▶ Travail demandé:
1) D'après le texte sur le FN et les élections, quel pourcentage des voix Jean-Marie Le Pen obtient-il à l'élection présidentielle de 1974 ?
2) Recopiez mot pour mot le passage du texte sur le FN et les élections, de « - Élection présidentielle » à « Valéry Giscard d’Estaing. ».
3) Écrivez la suite du texte sur le FN et les élections, en partant de sa dernière phrase.

▶ Texte fourni:
※

« Peine. Immense. […] Pour la France, à l’annonce du score réalisé par le FN […]. En tête dans huit régions métropolitaines ! Peine non pour les électeurs du FN — tous ne sont pas des fascistes, loin s’en faut — mais peine de ne pas avoir pu contribuer, avec efficacité, à faire refluer cette vague. »
« Peine, toute aussi vive, pour beaucoup des leaders politiques — de la droite, de la gauche — qui refusent d’endosser leur part de responsabilité devant ce que je considère être une lourde défaite. »
- Élection présidentielle de 1974, Jean-Marie Le Pen obtient 0.74% des voix. Le président précédent était Georges Pompidou – Le président élu, Valéry Giscard d’Estaing.
- 1981, faute d’obtention des 500 parrainages nécessaires, J.M. Le Pen n’est pas en capacité de se présenter. François Mitterrand est élu président.

※

[Données sources]
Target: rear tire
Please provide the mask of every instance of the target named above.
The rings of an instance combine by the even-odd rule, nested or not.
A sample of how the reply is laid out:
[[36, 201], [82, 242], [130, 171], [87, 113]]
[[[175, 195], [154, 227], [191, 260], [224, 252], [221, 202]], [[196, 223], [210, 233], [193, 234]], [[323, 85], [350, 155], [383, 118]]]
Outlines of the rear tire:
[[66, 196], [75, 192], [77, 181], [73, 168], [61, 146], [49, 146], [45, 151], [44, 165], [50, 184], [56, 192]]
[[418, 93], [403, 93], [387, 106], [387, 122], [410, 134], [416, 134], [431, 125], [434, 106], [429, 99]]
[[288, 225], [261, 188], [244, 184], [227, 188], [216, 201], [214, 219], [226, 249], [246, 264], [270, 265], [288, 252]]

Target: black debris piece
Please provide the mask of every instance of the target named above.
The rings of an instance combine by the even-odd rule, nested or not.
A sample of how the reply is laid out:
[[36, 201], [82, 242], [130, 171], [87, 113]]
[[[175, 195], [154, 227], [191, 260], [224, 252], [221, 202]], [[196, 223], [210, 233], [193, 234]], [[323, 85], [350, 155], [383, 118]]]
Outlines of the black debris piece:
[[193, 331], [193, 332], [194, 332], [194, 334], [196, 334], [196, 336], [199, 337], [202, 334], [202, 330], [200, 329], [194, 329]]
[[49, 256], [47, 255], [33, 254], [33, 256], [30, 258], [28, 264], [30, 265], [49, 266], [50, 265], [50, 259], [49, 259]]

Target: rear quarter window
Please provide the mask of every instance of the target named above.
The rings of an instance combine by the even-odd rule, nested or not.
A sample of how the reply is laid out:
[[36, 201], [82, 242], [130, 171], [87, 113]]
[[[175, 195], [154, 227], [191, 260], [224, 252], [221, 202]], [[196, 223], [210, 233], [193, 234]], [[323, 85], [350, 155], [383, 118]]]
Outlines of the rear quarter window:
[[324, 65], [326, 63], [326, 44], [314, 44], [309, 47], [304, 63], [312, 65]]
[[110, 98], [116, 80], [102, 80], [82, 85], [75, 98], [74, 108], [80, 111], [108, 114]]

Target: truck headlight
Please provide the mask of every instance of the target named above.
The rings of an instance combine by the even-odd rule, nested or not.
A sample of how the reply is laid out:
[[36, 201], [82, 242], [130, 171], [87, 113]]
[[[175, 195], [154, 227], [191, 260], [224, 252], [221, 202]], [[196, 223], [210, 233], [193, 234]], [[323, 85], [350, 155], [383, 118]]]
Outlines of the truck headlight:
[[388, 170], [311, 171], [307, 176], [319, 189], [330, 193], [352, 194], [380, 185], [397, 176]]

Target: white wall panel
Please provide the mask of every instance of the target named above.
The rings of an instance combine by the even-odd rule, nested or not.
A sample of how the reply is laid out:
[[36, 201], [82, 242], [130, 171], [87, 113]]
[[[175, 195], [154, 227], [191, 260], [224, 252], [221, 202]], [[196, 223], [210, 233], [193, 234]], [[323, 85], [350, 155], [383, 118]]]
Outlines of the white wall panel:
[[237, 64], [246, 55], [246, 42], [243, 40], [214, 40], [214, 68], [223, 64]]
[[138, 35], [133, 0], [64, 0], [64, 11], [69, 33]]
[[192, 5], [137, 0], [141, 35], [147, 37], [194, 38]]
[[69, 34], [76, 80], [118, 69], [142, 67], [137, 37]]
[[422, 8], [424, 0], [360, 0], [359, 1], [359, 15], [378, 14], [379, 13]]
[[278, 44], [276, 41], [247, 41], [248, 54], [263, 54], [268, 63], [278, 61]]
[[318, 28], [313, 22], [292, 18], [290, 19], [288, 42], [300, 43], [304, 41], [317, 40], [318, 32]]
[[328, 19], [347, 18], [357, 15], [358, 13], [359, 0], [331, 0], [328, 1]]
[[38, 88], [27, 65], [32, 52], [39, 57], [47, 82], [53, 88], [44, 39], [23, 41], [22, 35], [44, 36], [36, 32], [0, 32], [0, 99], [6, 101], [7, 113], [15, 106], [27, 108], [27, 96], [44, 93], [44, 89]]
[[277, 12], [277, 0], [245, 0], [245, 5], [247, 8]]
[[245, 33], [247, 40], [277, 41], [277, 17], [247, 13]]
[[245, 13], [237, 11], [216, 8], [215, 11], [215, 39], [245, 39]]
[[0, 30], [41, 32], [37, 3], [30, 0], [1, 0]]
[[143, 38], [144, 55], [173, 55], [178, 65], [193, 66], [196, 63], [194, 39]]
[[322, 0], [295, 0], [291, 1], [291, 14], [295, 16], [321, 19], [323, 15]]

※

▶ Les réponses:
1) 0.74 % des voix.

2)
- Élection présidentielle de 1974, Jean-Marie Le Pen obtient 0.74% des voix. Le président précédent était Georges Pompidou – Le président élu, Valéry Giscard d’Estaing.

3)
Avant 1981, aucun parti d’extrême-droite, sous la Ve République, n’a jamais réellement existé !
- 1988, tout a changé, le FN fait 14.39%. François Mitterrand est réélu.
- 1995, le FN fait 15%. Le président élu est Jacques Chirac.
- 2002, le FN fait 16.86%. Face-à-face au deuxième tour avec Chirac qui est réélu (le FN ne gagne « que » 0,13 point entre les deux tours).
- 2007, le FN fait 10.44%. Nicolas Sarkozy est élu président.
- 2012, c’est maintenant Marine Le Pen. Elle obtient un score de 17.90%. Le président élu est François Hollande.
- 2017, le FN fait 21.30%. Au deuxième tour, selon toute vraisemblance, le FN pourrait être très proche, voire pis, des 40% et ainsi gagner presque 20 points entre les deux tours. Le Président élu sera Emmanuel Macron.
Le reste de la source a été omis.